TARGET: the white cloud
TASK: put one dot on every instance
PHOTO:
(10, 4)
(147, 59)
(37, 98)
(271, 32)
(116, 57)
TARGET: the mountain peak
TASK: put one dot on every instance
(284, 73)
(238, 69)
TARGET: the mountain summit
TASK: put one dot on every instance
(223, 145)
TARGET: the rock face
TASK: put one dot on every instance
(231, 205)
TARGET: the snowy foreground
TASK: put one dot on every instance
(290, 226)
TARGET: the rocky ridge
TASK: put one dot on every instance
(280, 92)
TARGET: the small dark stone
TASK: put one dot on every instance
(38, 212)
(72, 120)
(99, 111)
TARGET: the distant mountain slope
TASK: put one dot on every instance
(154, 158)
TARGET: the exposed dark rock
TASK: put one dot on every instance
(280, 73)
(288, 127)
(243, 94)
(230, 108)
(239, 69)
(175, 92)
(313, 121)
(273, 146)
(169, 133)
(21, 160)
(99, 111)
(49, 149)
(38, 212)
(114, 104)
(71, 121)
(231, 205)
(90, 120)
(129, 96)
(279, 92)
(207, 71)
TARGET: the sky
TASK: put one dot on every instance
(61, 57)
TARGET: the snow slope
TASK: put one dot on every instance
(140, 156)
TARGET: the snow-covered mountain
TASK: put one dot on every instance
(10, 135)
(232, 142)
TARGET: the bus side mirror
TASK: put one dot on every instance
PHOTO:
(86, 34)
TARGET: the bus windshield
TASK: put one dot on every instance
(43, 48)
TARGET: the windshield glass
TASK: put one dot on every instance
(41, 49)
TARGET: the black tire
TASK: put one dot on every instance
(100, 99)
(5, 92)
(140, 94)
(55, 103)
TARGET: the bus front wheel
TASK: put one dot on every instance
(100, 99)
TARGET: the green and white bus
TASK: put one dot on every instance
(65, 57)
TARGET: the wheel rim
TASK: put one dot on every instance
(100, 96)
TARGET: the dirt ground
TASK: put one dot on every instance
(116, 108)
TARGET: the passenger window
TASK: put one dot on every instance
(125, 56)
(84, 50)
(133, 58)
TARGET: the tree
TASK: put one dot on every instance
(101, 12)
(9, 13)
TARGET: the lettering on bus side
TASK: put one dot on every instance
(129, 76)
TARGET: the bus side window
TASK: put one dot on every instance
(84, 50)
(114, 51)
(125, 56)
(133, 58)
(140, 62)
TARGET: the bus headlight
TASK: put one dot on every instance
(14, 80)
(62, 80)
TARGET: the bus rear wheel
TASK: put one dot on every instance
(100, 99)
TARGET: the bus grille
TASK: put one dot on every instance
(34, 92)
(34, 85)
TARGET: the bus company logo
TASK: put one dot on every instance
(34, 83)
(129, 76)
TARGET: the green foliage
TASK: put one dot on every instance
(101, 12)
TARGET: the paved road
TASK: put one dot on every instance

+++

Go through the material above and copy each line that has the word "green".

TARGET: the green and white bus
TARGET: the green foliage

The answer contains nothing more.